• What you need to do:
#1 In the programming passage below, retype everything from "I'm a hardware/software" down to "gates, flip-flops, etc.".
#2 In the programming passage below, what did logic designers switch to after giving up schematics about 20 years ago?

• Passage provided:
· · · · ·
No matter what you're trying to do or the programming paradigm you're trying to do it in, you will never be able to just crap out some code without thinking about its design and what you're trying to accomplish. When people think of the difficulty of programming, that's where the hard part is. Learning a language is easy. Learning to express your instructions to the computer in a way that's maintainable, efficient and reasonably bug-free... that's not so easy. I've seen many companies through the years constrained by the design of their in-house software. Once the business starts changing to meet the demands of its software, you start having problems. "We can't do that because our software won't allow it," is a huge drag on a company. You start losing opportunities not because something is not possible but because something is not possible with the tools you have.
A lot of the programming fads (OO, Functional, Ruby) imply that you can just start crapping out code without thinking much on what you're trying to accomplish. Buying in to that hype is foolish, and potentially damaging to your business. Some of the fads actually do make it easier to write reusable and maintainable code (OO and test-first come to mind, though I haven't drunk enough of the test-first kool-aid to actually write the unit test first. I usually don't wait much longer than the object I'm testing being "mostly done" to write a test for it, though.
I'm trying to teach myself to set people on fire with my mind... Is it hot in here?
I'm a hardware/software engineer (i.e. I do both). By analogy to logic design (ASIC's, FPGA's), this is a big step backwards. Once upon a time logic was designed using schematics. Everybody gave that up about 20 years ago, and switched to HDL's (VHDL, Verilog). For those unfamiliar with them, HDL's are text based hardware description languages which get compiled and then synthesized into gates, flip-flops, etc.
· · · · ·
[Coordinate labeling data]
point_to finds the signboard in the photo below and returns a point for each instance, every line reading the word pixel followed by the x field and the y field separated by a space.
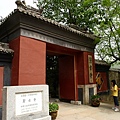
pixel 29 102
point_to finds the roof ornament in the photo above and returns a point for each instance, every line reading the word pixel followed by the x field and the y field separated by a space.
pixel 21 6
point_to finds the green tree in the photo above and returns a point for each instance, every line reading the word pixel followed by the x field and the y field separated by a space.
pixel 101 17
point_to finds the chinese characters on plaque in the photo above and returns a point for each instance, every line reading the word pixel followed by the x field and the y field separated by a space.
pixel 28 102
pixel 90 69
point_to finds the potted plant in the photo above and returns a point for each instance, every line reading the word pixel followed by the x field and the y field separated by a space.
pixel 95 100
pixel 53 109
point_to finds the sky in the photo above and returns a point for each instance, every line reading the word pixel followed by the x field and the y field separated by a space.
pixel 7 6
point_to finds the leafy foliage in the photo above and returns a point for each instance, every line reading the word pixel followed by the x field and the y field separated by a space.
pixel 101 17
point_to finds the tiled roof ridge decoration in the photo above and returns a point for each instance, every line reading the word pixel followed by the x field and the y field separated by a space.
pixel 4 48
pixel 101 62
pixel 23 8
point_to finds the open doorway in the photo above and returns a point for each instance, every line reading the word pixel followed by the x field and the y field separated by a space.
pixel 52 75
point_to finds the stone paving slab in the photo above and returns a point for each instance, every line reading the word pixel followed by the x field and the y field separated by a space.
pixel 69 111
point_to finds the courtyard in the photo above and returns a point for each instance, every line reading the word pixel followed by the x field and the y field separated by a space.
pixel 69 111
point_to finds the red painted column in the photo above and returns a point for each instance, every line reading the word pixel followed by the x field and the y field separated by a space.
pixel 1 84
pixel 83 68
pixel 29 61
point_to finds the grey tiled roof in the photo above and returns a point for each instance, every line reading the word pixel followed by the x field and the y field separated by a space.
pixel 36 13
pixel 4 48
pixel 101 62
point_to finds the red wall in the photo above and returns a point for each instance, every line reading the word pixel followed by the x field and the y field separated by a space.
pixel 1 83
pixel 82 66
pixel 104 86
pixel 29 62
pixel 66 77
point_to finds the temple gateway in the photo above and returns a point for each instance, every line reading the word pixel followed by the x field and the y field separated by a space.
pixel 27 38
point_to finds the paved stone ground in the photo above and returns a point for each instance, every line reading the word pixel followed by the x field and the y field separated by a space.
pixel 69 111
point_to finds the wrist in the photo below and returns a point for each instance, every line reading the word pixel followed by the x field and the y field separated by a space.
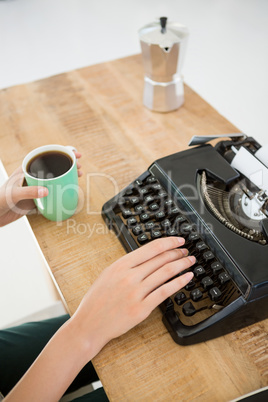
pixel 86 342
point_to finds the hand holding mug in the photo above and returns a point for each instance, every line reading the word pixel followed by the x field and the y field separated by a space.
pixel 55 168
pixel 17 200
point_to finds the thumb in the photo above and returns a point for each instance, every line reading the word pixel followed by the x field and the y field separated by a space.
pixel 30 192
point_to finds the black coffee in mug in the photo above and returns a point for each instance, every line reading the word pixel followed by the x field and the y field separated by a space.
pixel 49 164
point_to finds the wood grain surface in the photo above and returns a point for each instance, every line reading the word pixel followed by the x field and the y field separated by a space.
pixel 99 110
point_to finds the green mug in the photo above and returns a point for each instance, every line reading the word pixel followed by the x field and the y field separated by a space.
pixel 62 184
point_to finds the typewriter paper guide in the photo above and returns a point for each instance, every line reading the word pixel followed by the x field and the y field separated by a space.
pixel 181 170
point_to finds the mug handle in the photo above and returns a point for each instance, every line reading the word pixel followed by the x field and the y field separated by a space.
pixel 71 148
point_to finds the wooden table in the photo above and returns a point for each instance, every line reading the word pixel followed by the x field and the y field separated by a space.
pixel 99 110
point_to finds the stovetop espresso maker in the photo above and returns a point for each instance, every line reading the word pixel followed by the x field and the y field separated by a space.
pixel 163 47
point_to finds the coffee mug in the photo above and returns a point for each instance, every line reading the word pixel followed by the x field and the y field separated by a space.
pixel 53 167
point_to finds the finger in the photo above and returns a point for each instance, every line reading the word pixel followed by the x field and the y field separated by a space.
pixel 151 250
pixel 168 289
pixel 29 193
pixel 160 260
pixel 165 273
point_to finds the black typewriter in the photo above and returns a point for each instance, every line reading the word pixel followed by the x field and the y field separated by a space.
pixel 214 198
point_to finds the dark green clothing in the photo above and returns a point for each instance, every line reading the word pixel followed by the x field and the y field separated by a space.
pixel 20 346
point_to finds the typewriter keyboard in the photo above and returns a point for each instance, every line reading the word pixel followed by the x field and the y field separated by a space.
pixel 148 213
· · · · ·
• Solutions to the tasks:
#1
I'm a hardware/software engineer (i.e. I do both). By analogy to logic design (ASIC's, FPGA's), this is a big step backwards. Once upon a time logic was designed using schematics. Everybody gave that up about 20 years ago, and switched to HDL's (VHDL, Verilog). For those unfamiliar with them, HDL's are text based hardware description languages which get compiled and then synthesized into gates, flip-flops, etc.

#2 They switched to HDLs (VHDL, Verilog), which are text-based hardware description languages.